⟨

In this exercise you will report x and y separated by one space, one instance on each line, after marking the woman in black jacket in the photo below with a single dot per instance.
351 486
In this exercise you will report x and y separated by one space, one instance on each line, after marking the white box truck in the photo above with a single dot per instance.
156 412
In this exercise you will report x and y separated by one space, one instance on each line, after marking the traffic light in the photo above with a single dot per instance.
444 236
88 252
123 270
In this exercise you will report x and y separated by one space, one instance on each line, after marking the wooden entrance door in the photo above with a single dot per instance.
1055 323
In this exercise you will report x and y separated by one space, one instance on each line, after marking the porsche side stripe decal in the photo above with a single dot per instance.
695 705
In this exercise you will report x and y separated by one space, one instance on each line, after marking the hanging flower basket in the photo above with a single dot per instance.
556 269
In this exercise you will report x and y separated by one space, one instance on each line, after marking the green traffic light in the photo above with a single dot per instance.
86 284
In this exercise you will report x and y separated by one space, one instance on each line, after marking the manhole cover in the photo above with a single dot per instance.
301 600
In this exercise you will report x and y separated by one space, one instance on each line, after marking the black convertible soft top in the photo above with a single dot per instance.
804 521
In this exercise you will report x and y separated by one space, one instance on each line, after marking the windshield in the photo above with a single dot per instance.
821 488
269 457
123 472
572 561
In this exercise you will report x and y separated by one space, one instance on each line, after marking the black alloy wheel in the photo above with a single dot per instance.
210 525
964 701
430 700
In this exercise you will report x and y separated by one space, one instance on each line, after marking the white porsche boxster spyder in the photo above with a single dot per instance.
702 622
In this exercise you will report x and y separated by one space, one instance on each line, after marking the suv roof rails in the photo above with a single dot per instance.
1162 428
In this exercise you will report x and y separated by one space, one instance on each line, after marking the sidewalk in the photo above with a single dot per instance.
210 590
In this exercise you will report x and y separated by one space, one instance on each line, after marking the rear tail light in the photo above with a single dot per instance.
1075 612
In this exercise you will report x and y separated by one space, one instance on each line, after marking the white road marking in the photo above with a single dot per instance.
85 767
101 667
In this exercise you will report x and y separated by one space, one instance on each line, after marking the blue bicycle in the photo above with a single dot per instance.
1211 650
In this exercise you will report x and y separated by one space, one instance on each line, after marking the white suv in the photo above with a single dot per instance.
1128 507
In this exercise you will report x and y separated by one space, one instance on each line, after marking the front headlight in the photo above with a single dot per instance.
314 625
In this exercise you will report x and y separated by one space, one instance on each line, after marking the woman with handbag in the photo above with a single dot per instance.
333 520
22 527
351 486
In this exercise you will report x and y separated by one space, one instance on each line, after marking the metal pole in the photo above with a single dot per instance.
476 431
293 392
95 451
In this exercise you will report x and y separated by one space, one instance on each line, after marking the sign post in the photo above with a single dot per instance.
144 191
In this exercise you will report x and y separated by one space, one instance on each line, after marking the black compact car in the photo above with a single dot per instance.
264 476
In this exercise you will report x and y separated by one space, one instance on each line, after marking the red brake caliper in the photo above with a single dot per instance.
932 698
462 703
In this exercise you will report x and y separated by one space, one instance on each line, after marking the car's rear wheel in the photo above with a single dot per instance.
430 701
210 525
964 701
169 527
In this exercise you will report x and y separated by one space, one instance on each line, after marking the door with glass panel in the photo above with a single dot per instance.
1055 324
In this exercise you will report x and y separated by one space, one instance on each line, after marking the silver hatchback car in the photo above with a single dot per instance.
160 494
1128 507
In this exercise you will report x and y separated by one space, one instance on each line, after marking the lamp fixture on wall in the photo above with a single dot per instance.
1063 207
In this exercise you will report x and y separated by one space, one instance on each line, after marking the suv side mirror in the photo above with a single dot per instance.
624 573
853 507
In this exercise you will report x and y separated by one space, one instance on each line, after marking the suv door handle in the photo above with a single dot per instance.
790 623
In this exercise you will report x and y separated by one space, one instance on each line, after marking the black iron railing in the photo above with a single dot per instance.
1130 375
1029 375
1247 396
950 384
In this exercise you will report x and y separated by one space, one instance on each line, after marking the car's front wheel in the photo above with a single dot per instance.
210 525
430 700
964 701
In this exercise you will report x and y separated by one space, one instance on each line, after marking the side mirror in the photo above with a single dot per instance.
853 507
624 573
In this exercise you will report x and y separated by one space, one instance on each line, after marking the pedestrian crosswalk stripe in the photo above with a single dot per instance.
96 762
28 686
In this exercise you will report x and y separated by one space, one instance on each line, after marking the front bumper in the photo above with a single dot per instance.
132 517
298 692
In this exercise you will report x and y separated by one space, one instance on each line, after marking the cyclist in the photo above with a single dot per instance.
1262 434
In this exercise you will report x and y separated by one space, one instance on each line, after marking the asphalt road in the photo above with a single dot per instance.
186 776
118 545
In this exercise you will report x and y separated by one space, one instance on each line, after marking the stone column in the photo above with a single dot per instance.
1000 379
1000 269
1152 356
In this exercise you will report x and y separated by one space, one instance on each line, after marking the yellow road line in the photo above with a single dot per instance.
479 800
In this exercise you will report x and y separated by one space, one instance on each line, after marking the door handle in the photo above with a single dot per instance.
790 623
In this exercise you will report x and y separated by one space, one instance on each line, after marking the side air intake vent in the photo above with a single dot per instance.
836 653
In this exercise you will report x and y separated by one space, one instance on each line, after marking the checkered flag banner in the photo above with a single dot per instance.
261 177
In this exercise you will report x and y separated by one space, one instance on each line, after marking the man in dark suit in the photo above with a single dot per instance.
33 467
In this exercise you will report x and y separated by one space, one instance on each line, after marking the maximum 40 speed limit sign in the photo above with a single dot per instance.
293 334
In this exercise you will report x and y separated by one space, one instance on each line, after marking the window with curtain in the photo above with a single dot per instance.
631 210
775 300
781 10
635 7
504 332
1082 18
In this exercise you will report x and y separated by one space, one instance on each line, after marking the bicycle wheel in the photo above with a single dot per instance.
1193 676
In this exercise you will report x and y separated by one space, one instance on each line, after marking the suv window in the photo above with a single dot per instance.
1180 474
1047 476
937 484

⟩

What is required:
Please output, unchanged, every line of the listing above from the line that contains "marking the window" through the last line of the listing, including both.

Exercise answer:
In this exercise you will report x and y separated by one space, one instance on each line, after marking the window with curtain in the photo above with a single dot per instance.
631 210
775 300
781 10
635 7
504 332
1082 18
In this exercise you will report x and y separated by one space, one instance on each line, after marking the bicycle wheel in the photo above with a single dot per instance.
1193 676
In this exercise you will report x and y separated by one space, one instance on each line, after marking the suv window in the photo above with a single dot per instance.
1180 474
1047 476
937 484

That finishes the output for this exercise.